--- START OF DATA TO USE ---
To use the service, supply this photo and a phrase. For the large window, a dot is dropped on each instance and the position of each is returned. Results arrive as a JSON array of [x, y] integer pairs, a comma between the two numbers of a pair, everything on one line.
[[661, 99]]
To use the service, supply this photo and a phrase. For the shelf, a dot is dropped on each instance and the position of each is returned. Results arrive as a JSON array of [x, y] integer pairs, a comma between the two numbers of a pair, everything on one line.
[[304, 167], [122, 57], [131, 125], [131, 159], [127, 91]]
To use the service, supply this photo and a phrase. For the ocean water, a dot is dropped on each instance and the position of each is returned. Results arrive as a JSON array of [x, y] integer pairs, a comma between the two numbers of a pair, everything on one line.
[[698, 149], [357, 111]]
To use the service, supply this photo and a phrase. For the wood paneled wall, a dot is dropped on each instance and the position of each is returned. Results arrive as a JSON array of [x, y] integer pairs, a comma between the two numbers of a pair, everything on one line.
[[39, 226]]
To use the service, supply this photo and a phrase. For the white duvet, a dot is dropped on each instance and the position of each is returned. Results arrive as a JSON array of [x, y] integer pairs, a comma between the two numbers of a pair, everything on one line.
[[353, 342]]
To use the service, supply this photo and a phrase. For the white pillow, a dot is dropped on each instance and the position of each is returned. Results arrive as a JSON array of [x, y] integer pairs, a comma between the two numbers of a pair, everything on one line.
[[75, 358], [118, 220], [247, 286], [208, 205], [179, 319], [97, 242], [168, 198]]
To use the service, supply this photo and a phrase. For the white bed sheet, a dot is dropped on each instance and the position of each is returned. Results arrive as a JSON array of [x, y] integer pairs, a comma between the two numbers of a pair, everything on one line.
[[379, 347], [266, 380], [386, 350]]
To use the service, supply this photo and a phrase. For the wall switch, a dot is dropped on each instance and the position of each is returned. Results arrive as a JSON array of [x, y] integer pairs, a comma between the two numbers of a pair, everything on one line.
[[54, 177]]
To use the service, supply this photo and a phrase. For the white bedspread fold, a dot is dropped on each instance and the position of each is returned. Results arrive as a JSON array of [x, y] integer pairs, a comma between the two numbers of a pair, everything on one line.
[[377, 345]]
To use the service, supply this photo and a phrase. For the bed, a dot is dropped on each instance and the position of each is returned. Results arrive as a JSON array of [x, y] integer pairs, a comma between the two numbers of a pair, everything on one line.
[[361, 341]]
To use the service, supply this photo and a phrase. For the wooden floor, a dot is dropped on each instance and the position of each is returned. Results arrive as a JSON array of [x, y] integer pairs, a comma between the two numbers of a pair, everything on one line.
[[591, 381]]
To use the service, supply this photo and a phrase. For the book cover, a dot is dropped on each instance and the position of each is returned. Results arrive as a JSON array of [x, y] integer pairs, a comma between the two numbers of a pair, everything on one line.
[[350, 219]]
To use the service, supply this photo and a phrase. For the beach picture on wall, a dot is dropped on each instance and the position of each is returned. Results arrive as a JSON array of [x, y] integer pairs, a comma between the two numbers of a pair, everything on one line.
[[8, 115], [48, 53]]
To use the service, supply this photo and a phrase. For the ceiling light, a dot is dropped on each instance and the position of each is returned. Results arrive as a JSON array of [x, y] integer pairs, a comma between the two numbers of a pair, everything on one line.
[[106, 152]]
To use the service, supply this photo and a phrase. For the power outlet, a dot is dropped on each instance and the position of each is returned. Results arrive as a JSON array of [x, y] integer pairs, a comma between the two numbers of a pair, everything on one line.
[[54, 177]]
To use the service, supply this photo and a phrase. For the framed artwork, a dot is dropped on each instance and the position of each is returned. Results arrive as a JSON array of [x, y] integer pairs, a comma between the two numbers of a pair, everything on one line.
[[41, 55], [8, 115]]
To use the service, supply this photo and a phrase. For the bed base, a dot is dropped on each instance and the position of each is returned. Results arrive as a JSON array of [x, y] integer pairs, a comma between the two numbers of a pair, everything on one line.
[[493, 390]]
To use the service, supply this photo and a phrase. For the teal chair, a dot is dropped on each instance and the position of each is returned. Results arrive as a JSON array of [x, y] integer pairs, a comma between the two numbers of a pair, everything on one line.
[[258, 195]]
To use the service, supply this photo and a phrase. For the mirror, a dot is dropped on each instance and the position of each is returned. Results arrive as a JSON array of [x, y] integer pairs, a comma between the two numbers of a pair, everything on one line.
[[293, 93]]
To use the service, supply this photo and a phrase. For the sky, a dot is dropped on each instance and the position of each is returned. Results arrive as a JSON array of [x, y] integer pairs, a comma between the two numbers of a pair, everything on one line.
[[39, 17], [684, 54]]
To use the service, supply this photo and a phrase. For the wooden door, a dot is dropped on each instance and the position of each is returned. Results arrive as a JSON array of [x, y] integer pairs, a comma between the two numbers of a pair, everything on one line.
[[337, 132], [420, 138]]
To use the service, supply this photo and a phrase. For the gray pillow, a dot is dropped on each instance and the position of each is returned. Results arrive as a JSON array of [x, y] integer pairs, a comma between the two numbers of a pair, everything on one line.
--- END OF DATA TO USE ---
→ **WRITTEN TASK**: Output the data above exactly, please, line for line.

→ **SOLUTION FOR THIS PROBLEM**:
To use the service, supply this photo and a phrase. For the large window, a dot is dropped on each instance and the position of each is returned. Results arrive as a JSON array of [x, y] integer pairs, a comma between the two numbers of a pair, everything on one line.
[[661, 99]]
To use the service, supply this photo and a phrase. For the shelf, a dot is dropped on each instance and the position of each is returned. Results arrive as a JSON array of [x, y] integer pairs, a comma between the two numbers of a pair, everything on one line.
[[304, 167], [122, 57], [131, 125], [131, 159], [127, 91]]
To use the service, supply this photo and a phrase. For the ocean water, a dot is dropped on each instance and the position of each is returned. Results arrive as a JSON array of [x, y] integer pairs, a comma between the two numbers of a pair, everything on one line.
[[698, 149], [357, 111]]
To use the service, supply this photo and a phrase. For the wood paneled wall, a dot is dropped on each instance and the position of each is returned. Results arrive as a JSON array of [x, y] integer pairs, a comma between the two numbers of a pair, everything on one line.
[[39, 226]]
To use the service, supply this photo and a phrase. For the white duvet, a dot is dropped on each instance and the position of each is returned. Results arrive as a JSON array of [x, y] integer pairs, a comma between the two numbers of a pair, everything on one line.
[[353, 342]]
To use the service, supply this photo and a phrase. For the white pillow, a dot is dropped on each instance and the position of each is returned. Results arrive as a JSON array of [x, y] integer pairs, a comma between the two numbers of a pair, everything on one line.
[[75, 358], [118, 220], [247, 286], [208, 205], [179, 319], [97, 242], [168, 198]]
To use the service, supply this photo and a phrase. For the white bed sheet, a dot is dropped on each instance and the position of each is returned. Results arrive as a JSON array of [x, y] integer pairs, a comma between the two numbers of a pair, everything on one line.
[[379, 347], [266, 380], [386, 350]]
To use the service, supply this photo and a phrase. For the wall switch, a dot is dropped on each instance and the position of each is returned. Results arrive as a JSON array of [x, y] integer pairs, a comma between the two numbers of a pair, everything on one line.
[[54, 177]]
To use the service, supply this photo and a phrase. For the white bedspread fold, a dot is dropped on each instance and the position of each is returned. Results arrive as a JSON array of [x, y] integer pairs, a comma between the two numbers of a pair, everything on one line.
[[377, 345]]
To use the service, supply this photo and a phrase. For the bed, a dot is dropped on each instance and the position of each is returned. Results arrive as a JSON array of [x, y] integer pairs, a comma between the two numbers of a pair, everything on one line.
[[361, 341]]
To use the service, supply this photo and a phrase. For the wooden floor, a dot is dropped on each instance and the position of each is returned. Results arrive as a JSON array of [x, y] integer pairs, a comma between the two numbers of a pair, everything on one line.
[[591, 381]]
To use the service, supply this photo and a phrase. For the book cover, a dot is dropped on each instance and the position of each is returned. Results arrive as a JSON array of [x, y] integer pairs, a comma between the two numbers of a pair, everything on one line.
[[350, 219]]
To use the service, supply this photo and a phrase. For the beach picture on wall, a dot is dropped on each instance and the position of each is returned. Results arrive as a JSON array of [x, y] integer pairs, a comma between the two numbers of a pair, everything on one line.
[[8, 115], [48, 53]]
To use the service, supply this photo and a phrase. For the ceiling light, a dot is dropped on each instance and the position of each is returned. Results arrive as a JSON array of [x, y] integer pairs, a comma between the two numbers of a pair, everything on one line.
[[106, 152]]
To use the service, supply this photo and a phrase. For the power outlet, a dot is dropped on each instance and the position of each is returned. Results arrive as a JSON array of [x, y] integer pairs, a comma between the two numbers of a pair, everything on one line.
[[54, 177]]
To use the service, supply this photo and a phrase. For the framed artwork, a dot is dropped on each instance and the position of each is returned. Results arrive as a JSON array of [x, y] integer pairs, a comma between the two numbers of a pair, everything on one line.
[[41, 55], [8, 115]]
To use the service, supply this photo and a phrase. For the bed base, a dot is dropped on each instance and the position of each is returned. Results arrive as a JSON array of [x, y] integer pairs, a comma between the two numbers of a pair, everything on one line.
[[493, 390]]
To use the service, supply this photo and a phrase. For the teal chair, a dot is dropped on each instance and the position of each is returned. Results arrive as a JSON array of [x, y] integer pairs, a comma between the two numbers of a pair, everything on one line.
[[258, 195]]
To use the service, supply this photo and a phrase. For the mirror, a dot is dropped on each instance and the position of each is returned. Results arrive as a JSON array of [x, y] integer pairs, a comma between the two numbers of a pair, everything on one line.
[[293, 93]]
To use the service, supply this photo and a phrase. For the sky, a dot is dropped on each instance and the position of each is returned. Results arrive as a JSON array of [x, y] integer pairs, a comma between the two numbers of a pair, everything on one line.
[[39, 17], [684, 54]]
To use the service, supply this photo and a phrase. For the wooden door, a dot is dropped on each instance and the position of each is returned. Results arrive as a JSON array of [x, y] integer pairs, a comma between the two numbers of a pair, everything on one line.
[[337, 132], [420, 138]]
To use the service, supply this photo and a phrase. For the gray pillow, a dot is dropped on each instance and the position of each is returned. Results arrive as a JSON array of [x, y] integer pairs, a comma between the two numbers of a pair, everything on one line.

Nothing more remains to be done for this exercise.